### [Reading text]
• • • •

Just a few days before the Christmas holidays, Dell has issued a reminder to its customers to check their notebooks and return any lithium-ion battery packs that were listed under the voluntary Aug. 14 recall.
On Dec. 21, a spokesperson confirmed that the Round Rock, Texas, PC maker had issued the reminder to its customers as part of the company's effort to recall more than four million notebooks that were shipped with faulty Sony battery packs.
Dell was the first PC maker to issue a recall, and company officials told customers that Sony would replace the faulty battery packs at no charge. Following the disclosure by Dell, Apple, Lenovo and several other PC manufactures also announced recalls of certain notebooks that used Sony battery packs.
The Dell spokesperson said the latest notice was sent out to users earlier this week. Some Web sites and blogs indicated that the notices were sent out on Dec. 20.
It was not clear how many Dell users exchanged the faulty battery packs for new ones. Bob Kaufman, the Dell spokesperson, said that the notice was simply a reminder for users to check their notebook batteries.
"As a direct manufacturer, Dell is able to identify customers who may have been affected by the recall of August 14 but have not ordered a replacement," Kaufman wrote in an e-mail to eWeek.
"Recently, a reminder was sent out to some of those customers. Safety of our customers is a top priority, and we encourage customers who have not sent back potentially affected batteries to do so," Kaufman added.
The voluntary recalls started after two notebooks caught fire in Japan. After engineers examined the notebooks that caught fire, they discovered that the battery cells themselves, which are usually arranged in groups of six inside a battery pack, were at the heart of the problem. Metal particles introduced during manufacturing could cause a short circuit inside one of the cells, which would then lead to a fire.
According to Dell, those notebooks that could have been shipped with the faulty battery packs, included: Latitude corporate notebooks with model numbers D410, D500, D505, D510, D520, D600, D610, D620, D800 and D810; Dell Inspiron models 6000, 8500, 8600, 9100, 9200, 9300, 500m, 510m, 600m, 6400, E1505, 700m, 710m, 9400 and E1705; and Dell Precision mobile workstation models M20, M60, M70 and M90 mobile; and Dell XPS, XPS Gen2, XPS M170 and XPS M1710 models.
How much the battery recall will affect the notebook market is hard to measure. A report by IDC indicated that 85 percent of PC buyers would not change their spending patterns as a result of the recall. However, the 15 percent that said they would change could shift market share.
Earlier this week, on Dec. 18, Matsushita, best known for its Panasonic products, announced that it would produce more flames resistant and safer lithium-ion batteries.

• • • •

### [Exercise details]
Answer these questions using the article on Dell's battery recall.
(a) On what date was the voluntary recall announced?
(b) What did engineers find could cause a short circuit inside one of the battery cells?
(c) According to the IDC report, what percentage of PC buyers would not change their spending patterns because of the recall?

Referring expression data
• • • •

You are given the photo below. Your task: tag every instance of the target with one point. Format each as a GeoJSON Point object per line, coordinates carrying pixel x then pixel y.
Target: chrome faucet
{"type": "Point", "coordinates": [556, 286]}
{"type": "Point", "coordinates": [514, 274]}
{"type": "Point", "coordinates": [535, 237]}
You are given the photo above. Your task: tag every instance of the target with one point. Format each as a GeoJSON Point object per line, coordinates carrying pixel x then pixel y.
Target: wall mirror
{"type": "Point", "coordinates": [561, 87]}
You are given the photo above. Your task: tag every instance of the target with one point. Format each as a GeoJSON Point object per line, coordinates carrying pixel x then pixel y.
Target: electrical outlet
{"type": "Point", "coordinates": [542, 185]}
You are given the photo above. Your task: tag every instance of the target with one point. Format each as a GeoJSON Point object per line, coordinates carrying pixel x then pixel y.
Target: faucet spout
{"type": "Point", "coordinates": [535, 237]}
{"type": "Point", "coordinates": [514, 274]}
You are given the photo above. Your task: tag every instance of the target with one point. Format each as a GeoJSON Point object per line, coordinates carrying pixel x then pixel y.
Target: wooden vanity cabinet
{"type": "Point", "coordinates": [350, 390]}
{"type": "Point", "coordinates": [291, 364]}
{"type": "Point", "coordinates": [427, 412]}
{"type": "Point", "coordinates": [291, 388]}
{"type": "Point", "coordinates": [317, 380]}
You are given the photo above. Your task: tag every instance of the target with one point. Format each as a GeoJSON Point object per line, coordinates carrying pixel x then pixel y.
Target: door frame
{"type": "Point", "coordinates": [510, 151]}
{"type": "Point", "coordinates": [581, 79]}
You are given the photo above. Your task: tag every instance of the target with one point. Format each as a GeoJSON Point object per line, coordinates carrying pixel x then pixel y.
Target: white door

• • • •

### [Response for this exercise]
(a) Aug. 14
(b) Metal particles introduced during manufacturing
(c) 85 percent